• **Prompt**
The first line to keep is the one containing "where the decorative"; restate it and all lines after it through the end of the material, word for word and nothing else.
+++ Dataset entries +++
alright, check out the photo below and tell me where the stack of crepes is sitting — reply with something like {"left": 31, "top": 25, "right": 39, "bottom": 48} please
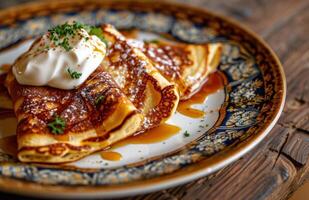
{"left": 3, "top": 24, "right": 222, "bottom": 163}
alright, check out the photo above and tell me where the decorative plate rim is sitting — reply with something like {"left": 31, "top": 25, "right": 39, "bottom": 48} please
{"left": 0, "top": 0, "right": 286, "bottom": 198}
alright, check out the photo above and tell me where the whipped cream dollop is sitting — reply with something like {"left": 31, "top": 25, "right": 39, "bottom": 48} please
{"left": 12, "top": 27, "right": 107, "bottom": 90}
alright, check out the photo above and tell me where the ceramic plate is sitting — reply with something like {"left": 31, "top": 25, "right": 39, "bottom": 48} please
{"left": 0, "top": 0, "right": 285, "bottom": 198}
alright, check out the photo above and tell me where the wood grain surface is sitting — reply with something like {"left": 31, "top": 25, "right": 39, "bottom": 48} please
{"left": 0, "top": 0, "right": 308, "bottom": 200}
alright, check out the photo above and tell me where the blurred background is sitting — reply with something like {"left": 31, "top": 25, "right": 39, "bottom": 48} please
{"left": 0, "top": 0, "right": 32, "bottom": 8}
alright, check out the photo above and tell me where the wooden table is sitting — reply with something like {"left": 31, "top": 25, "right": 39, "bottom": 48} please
{"left": 0, "top": 0, "right": 308, "bottom": 199}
+++
• **Exercise solution**
alright, check out the photo above and tell me where the decorative plate rim is sitting — reply with something like {"left": 31, "top": 25, "right": 39, "bottom": 48} please
{"left": 0, "top": 0, "right": 286, "bottom": 198}
alright, check out the photo above and tell me where the whipped cream dollop is sitting — reply with something like {"left": 31, "top": 25, "right": 39, "bottom": 48} please
{"left": 12, "top": 27, "right": 107, "bottom": 90}
alright, check out the photo above and tell me where the ceramic plate is sitting — reply with something like {"left": 31, "top": 25, "right": 39, "bottom": 48} please
{"left": 0, "top": 0, "right": 285, "bottom": 198}
alright, check out the photo above and tell me where the wood grain surface is sitting — reply with something like {"left": 31, "top": 25, "right": 39, "bottom": 48} please
{"left": 0, "top": 0, "right": 308, "bottom": 200}
alright, check out the photo above and tell me where the blurred background is sitting — reply with something like {"left": 31, "top": 25, "right": 39, "bottom": 48} please
{"left": 0, "top": 0, "right": 32, "bottom": 8}
alright, check out the photo above and tell me where the wooden table is sitting — reply with something like {"left": 31, "top": 25, "right": 39, "bottom": 48} please
{"left": 0, "top": 0, "right": 308, "bottom": 199}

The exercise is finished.